* WHAT THE TASK REQUIRES: Pull out each line below that contains the word "stadium", and copy those lines in their original order.

* PROVIDED DATA:
▽
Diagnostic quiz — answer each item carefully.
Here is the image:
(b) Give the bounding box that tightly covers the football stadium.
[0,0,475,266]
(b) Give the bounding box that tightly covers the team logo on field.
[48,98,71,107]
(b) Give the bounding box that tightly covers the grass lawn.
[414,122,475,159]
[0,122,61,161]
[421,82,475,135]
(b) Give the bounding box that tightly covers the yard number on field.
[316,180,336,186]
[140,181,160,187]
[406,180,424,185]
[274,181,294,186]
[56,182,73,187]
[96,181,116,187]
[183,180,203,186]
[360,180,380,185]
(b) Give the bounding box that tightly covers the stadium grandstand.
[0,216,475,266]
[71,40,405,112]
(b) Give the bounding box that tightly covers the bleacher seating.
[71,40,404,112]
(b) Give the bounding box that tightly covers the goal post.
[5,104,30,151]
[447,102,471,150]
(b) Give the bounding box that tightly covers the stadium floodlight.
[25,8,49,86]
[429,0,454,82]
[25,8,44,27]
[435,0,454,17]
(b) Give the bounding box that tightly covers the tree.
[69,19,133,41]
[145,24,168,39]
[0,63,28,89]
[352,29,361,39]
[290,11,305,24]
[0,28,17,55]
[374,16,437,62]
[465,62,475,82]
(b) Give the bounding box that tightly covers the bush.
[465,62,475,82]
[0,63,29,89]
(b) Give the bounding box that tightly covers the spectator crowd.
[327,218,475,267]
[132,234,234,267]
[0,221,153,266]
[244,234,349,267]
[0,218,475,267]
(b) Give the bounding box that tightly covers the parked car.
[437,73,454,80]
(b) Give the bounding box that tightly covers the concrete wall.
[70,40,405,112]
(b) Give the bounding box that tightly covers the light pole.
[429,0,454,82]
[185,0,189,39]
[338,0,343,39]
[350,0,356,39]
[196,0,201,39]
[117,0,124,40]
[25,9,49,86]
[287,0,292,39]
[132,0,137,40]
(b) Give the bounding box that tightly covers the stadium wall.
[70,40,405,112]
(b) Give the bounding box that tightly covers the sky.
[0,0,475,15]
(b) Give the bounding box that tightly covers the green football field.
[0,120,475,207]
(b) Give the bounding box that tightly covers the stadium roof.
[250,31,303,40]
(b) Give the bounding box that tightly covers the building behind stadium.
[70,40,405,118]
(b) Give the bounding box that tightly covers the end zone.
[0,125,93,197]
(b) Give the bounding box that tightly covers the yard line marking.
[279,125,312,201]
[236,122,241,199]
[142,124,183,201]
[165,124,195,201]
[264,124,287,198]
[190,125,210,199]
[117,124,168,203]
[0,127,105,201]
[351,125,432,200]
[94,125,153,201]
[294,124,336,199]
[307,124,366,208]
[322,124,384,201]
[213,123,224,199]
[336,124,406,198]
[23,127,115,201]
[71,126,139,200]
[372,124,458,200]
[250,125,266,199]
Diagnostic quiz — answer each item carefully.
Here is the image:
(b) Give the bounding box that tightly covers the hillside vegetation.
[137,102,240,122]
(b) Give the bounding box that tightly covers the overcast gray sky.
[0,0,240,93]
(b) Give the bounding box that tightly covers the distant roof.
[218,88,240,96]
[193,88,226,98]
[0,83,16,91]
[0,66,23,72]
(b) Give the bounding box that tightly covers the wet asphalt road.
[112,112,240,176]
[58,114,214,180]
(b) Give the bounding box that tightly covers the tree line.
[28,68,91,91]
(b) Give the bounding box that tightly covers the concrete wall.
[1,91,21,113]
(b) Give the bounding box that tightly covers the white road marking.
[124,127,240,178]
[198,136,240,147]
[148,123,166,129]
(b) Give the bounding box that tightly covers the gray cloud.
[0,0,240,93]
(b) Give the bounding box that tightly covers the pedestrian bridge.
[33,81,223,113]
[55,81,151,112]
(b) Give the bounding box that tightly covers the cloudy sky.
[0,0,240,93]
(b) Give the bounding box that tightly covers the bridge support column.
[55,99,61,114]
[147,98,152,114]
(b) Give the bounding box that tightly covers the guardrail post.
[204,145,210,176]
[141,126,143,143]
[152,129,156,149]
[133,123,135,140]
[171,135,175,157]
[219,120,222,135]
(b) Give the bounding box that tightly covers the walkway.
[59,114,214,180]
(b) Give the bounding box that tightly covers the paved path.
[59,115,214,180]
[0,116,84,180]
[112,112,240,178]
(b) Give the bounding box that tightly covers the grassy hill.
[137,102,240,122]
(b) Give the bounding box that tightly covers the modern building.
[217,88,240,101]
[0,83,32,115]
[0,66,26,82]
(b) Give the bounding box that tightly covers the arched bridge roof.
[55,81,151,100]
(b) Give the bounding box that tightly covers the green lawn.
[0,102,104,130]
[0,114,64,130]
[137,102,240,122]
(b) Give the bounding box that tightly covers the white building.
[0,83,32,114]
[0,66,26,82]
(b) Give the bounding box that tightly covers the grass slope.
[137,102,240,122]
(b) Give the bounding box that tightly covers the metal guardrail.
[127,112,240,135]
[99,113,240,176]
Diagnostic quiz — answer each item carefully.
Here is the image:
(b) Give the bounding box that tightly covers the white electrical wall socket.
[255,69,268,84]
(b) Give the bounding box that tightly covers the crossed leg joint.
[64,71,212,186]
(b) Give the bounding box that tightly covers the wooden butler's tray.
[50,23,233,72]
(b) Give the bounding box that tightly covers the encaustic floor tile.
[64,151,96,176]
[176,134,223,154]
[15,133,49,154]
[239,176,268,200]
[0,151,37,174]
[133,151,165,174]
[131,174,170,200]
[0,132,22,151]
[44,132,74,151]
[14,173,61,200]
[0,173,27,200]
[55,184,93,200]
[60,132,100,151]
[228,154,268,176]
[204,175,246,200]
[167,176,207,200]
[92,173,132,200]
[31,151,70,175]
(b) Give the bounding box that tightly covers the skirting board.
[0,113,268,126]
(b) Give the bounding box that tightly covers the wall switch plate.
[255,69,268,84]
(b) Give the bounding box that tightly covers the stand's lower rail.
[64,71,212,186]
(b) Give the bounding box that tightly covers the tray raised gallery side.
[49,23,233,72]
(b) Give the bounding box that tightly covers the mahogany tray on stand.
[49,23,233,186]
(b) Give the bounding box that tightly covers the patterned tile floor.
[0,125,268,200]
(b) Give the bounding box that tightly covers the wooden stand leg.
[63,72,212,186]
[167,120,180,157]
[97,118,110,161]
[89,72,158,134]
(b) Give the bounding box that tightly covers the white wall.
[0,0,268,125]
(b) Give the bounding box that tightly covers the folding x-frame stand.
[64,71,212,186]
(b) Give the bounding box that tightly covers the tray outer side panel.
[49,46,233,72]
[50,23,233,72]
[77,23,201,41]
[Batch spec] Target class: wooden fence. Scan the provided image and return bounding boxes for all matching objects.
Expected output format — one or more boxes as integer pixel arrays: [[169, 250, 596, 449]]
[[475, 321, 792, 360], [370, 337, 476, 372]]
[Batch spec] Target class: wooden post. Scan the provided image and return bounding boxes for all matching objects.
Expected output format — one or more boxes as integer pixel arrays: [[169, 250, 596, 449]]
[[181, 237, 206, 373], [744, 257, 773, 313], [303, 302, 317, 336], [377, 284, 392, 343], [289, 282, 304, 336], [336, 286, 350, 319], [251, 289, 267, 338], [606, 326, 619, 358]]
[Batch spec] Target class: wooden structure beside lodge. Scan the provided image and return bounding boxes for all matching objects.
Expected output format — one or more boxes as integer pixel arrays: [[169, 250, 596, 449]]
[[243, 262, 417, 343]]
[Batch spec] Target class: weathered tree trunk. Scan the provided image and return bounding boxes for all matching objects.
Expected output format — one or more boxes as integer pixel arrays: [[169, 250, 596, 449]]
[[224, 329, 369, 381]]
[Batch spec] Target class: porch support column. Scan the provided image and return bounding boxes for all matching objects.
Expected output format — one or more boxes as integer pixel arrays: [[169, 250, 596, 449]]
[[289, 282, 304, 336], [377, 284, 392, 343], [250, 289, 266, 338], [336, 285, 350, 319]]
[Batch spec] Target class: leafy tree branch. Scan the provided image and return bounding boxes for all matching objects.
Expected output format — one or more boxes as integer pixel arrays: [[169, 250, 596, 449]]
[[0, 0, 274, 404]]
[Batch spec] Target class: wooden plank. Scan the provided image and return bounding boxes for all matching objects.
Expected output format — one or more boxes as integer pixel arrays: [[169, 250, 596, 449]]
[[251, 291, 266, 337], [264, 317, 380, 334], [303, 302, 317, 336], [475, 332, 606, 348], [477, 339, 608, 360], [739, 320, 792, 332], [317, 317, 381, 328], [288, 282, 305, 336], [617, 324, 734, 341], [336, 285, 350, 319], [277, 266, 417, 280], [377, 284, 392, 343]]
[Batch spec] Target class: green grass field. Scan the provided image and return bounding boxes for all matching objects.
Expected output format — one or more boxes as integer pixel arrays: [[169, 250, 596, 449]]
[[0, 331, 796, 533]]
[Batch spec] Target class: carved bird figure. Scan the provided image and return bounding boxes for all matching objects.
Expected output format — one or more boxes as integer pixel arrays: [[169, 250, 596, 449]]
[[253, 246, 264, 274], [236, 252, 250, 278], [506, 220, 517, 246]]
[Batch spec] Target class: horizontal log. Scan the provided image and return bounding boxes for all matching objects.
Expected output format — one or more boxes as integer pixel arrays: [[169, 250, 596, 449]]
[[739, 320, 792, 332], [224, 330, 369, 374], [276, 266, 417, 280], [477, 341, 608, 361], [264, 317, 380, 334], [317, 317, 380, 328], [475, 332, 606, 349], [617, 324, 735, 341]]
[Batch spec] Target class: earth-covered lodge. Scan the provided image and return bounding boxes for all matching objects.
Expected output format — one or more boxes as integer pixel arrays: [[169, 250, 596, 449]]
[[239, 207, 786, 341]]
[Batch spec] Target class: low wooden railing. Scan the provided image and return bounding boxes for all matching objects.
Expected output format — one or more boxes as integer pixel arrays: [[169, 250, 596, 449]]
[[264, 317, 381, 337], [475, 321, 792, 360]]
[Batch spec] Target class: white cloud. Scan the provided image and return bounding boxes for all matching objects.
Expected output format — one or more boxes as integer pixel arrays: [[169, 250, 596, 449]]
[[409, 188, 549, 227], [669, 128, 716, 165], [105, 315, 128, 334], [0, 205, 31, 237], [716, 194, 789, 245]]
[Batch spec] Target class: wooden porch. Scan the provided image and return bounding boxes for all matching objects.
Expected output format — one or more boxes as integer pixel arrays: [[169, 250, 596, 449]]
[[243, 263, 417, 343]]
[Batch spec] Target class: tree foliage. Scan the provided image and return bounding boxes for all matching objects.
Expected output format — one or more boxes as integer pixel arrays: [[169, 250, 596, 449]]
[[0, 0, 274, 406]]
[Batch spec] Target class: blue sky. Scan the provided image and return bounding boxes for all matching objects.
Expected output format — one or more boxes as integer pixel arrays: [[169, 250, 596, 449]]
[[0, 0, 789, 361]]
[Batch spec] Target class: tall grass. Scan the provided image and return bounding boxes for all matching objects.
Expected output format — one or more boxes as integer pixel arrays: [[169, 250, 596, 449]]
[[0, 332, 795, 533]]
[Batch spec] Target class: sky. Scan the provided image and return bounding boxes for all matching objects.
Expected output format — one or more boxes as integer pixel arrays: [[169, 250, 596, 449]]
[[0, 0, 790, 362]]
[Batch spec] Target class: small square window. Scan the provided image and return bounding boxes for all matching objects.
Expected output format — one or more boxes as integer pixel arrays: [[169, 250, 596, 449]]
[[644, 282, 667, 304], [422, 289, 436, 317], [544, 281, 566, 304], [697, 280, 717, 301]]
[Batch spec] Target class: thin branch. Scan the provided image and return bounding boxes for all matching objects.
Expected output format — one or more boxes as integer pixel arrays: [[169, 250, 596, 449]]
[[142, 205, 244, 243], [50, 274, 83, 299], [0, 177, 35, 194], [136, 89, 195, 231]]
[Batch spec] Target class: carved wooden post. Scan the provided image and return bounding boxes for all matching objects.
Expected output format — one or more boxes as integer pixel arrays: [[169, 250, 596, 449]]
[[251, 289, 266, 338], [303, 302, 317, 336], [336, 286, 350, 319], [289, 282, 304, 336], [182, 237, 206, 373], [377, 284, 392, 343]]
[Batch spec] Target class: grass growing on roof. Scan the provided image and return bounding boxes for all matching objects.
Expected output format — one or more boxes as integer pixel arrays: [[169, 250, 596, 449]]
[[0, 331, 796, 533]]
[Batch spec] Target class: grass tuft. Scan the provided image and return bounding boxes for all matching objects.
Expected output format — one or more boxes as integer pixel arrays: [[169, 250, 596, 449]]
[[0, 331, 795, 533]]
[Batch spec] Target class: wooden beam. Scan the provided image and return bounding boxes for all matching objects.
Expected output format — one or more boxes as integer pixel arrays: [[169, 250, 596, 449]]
△
* EXERCISE SOLUTION:
(b) Give the bounding box that tightly covers the football stadium.
(b) Give the bounding box that tightly covers the stadium grandstand.
(b) Give the bounding box that tightly covers the stadium floodlight.
(b) Give the bounding box that tightly covers the stadium wall.
(b) Give the bounding box that tightly covers the stadium roof.
(b) Give the bounding box that tightly covers the building behind stadium.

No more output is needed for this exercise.